Rewrite the listing below, replacing each occurrence of "gets a single dot" with "receives one point" and leaving everything else untouched.
Start of RECORDS PROVIDED
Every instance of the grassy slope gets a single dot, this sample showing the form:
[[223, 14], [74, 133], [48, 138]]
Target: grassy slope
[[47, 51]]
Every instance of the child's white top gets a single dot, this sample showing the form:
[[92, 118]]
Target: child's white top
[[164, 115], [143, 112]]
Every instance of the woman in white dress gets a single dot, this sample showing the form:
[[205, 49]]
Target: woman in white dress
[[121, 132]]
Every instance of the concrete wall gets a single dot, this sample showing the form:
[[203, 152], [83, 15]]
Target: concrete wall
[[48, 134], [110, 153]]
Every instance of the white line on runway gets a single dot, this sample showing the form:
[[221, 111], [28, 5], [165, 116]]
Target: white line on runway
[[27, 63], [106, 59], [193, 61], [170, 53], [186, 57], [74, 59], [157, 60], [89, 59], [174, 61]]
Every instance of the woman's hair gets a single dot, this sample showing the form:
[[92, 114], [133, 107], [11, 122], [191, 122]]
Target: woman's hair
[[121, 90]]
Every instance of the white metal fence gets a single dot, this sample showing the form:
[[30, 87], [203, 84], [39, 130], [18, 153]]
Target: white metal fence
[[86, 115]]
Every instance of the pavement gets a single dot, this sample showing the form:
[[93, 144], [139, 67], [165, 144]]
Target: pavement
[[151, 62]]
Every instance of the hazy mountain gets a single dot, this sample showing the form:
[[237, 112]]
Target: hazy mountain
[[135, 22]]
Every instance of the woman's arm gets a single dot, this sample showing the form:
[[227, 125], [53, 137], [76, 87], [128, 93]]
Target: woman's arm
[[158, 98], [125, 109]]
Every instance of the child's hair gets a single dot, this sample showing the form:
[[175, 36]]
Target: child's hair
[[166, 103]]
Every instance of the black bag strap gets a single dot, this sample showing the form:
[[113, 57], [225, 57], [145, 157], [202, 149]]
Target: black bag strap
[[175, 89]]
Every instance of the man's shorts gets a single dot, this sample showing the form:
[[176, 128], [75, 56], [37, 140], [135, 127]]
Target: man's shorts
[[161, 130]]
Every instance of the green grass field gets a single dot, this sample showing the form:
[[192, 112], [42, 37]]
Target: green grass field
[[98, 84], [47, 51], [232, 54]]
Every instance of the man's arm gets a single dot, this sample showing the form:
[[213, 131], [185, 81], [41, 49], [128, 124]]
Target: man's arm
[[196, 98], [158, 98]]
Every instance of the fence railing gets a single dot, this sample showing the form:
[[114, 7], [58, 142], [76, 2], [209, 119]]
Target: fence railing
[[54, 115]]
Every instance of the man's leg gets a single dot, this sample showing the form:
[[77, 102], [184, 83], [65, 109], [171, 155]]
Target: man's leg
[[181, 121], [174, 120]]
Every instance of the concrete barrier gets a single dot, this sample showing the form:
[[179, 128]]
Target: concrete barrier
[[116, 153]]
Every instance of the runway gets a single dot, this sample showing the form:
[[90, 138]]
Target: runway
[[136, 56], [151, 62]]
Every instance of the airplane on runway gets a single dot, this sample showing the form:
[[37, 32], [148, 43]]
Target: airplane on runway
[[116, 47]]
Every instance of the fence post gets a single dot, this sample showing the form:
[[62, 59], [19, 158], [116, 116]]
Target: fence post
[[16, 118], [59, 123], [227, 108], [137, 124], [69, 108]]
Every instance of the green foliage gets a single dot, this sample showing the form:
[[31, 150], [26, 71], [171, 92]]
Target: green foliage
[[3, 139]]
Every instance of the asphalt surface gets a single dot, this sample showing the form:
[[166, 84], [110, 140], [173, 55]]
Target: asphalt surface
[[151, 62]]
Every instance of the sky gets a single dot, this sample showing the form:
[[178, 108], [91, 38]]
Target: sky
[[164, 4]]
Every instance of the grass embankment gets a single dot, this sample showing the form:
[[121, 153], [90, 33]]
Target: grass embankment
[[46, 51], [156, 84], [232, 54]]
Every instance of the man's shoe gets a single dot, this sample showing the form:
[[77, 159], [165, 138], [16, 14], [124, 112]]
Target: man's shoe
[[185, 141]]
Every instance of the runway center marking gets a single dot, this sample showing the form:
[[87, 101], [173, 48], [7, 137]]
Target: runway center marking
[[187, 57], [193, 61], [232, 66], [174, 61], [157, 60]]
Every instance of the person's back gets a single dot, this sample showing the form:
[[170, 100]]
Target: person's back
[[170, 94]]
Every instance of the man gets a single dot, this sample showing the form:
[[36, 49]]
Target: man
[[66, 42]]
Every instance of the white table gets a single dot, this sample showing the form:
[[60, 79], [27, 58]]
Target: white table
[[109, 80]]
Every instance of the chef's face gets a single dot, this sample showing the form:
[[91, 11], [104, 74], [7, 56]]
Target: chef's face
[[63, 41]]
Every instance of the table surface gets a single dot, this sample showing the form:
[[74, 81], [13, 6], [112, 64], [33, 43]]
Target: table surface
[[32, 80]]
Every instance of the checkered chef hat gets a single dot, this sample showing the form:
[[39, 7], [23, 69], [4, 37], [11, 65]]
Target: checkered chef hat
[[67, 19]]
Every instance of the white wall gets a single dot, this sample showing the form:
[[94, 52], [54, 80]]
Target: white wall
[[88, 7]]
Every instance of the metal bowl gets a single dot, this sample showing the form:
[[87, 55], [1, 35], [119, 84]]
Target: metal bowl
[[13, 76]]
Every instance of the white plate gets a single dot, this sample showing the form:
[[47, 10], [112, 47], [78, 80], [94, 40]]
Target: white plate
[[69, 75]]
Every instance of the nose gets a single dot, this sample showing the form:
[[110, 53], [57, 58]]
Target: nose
End of RECORDS PROVIDED
■ **RESULT FOR THIS EXERCISE**
Every instance of the grassy slope receives one point, this sample showing the form:
[[223, 14], [74, 133], [48, 138]]
Target: grassy slope
[[47, 51]]
Every instance of the child's white top receives one point, this sample showing the form:
[[92, 118]]
Target: child's white top
[[164, 115], [143, 112]]
Every instance of the woman in white dress receives one point, this sample showing the form:
[[205, 49]]
Target: woman in white dress
[[121, 132]]
Every instance of the concrete wall receives one point, this sample showing the form:
[[203, 152], [83, 15]]
Target: concrete wall
[[48, 134], [110, 153]]
Every instance of the white line on runway receives one point, this sample showing the form:
[[221, 111], [28, 5], [165, 116]]
Target: white line on runway
[[27, 63], [106, 59], [193, 61], [170, 53], [186, 57], [74, 59], [157, 60], [89, 59], [174, 61]]
Every instance of the woman's hair receives one point, this sample showing the form:
[[92, 114], [133, 107], [11, 122], [191, 122]]
Target: woman's hair
[[121, 90]]
Every instance of the white metal fence receives one point, this sample showing the form:
[[30, 87], [203, 84], [39, 130], [18, 153]]
Target: white metal fence
[[86, 115]]
Every instance of the pavement receives one point, this sample showing the form:
[[93, 144], [139, 67], [165, 144]]
Target: pavement
[[151, 62]]
Every instance of the hazy mountain receives one point, this sample showing the form:
[[237, 112]]
Target: hazy mountain
[[135, 22]]
Every instance of the woman's arm receives one point, this sample showing the form:
[[227, 125], [53, 137], [76, 87], [128, 93]]
Target: woman's arm
[[158, 98], [125, 109]]
Every instance of the child's hair receives one point, this sample showing the form:
[[175, 36]]
Target: child's hair
[[166, 103]]
Every instance of the black bag strap receives one point, this sample showing the form:
[[113, 57], [225, 57], [145, 157], [202, 149]]
Target: black bag strap
[[175, 89]]
Every instance of the man's shorts receives one point, this sample showing the form:
[[176, 128], [75, 56], [37, 140], [135, 127]]
Target: man's shorts
[[161, 130]]
Every instance of the green grass field receives one point, this sample showing the form:
[[192, 112], [42, 37]]
Target: green grass field
[[98, 84], [47, 51], [232, 54]]
Every instance of the man's arm receives one point, this sample showing the form:
[[213, 131], [185, 81], [41, 49], [128, 124]]
Target: man's arm
[[196, 98], [158, 98]]
Every instance of the fence railing receives one point, this sample showing the form:
[[114, 7], [58, 142], [76, 2], [209, 119]]
Target: fence railing
[[54, 115]]
Every instance of the man's leg receives one point, this sample showing the form:
[[77, 102], [184, 83], [65, 109], [171, 155]]
Target: man's leg
[[181, 121], [174, 120]]
Every instance of the concrete barrier receives one point, this sample showing the form:
[[179, 128]]
Target: concrete barrier
[[116, 153]]
Every instance of the runway receives one point, this sample showing the form:
[[90, 138]]
Target: runway
[[136, 56], [151, 62]]
Every instance of the airplane on runway receives one point, this sample showing the form:
[[37, 32], [148, 43]]
Target: airplane on runway
[[116, 47]]
Every instance of the fence post receives one point, this sample showing the form:
[[62, 59], [19, 158], [116, 116]]
Target: fence post
[[16, 118], [59, 123], [227, 108], [137, 124], [69, 108]]
Every instance of the green foliage receives one point, this sample showing the form:
[[31, 150], [26, 71], [171, 92]]
Target: green foliage
[[3, 139]]
Every instance of the asphalt surface receives one point, this sample showing the form:
[[166, 84], [110, 140], [173, 55]]
Target: asphalt surface
[[151, 62]]
Every instance of the sky receives one point, this sample showing the form:
[[178, 108], [91, 38]]
Target: sky
[[164, 4]]
Every instance of the grass embankment receives one point, this sample showing the form:
[[121, 153], [90, 33]]
Target: grass embankment
[[46, 51], [156, 84], [232, 54]]
Every instance of the man's shoe receives one point, this sample showing the form:
[[77, 159], [165, 138], [16, 14], [124, 112]]
Target: man's shoe
[[185, 141]]
Every instance of the runway center marking receives one point, this sample showing the form:
[[87, 101], [173, 48], [7, 137]]
Target: runway center marking
[[187, 57], [193, 61], [232, 66], [174, 61], [157, 60]]
Every instance of the person's back receives one point, this sample showing the form:
[[170, 100]]
Target: person's back
[[170, 94]]
Every instance of the man receives one point, this sample showing the form:
[[36, 49]]
Target: man
[[66, 42]]
Every instance of the white table receives one point, this sample showing the form:
[[60, 79], [27, 58]]
Target: white table
[[109, 80]]
Every instance of the chef's face receives one point, this sample showing the form:
[[91, 11], [104, 74], [7, 56]]
Target: chef's face
[[63, 41]]
Every instance of the table surface receives one point, this sample showing the form:
[[74, 81], [13, 6], [112, 64], [33, 43]]
Target: table surface
[[32, 80]]
Every instance of the checkered chef hat receives one point, this sample showing the form:
[[39, 7], [23, 69], [4, 37], [11, 65]]
Target: checkered chef hat
[[67, 19]]
Every instance of the white wall receives one point, this sample showing the form:
[[94, 52], [54, 80]]
Target: white wall
[[88, 7]]
Every instance of the metal bowl receives one point, this sample showing the form:
[[87, 55], [1, 35], [119, 84]]
Target: metal bowl
[[13, 76]]
Every instance of the white plate receives one point, this sample showing the form:
[[47, 10], [112, 47], [78, 80], [94, 40]]
Target: white plate
[[69, 75]]
Every instance of the nose receives one point, this sample showing the form:
[[110, 53], [57, 58]]
Target: nose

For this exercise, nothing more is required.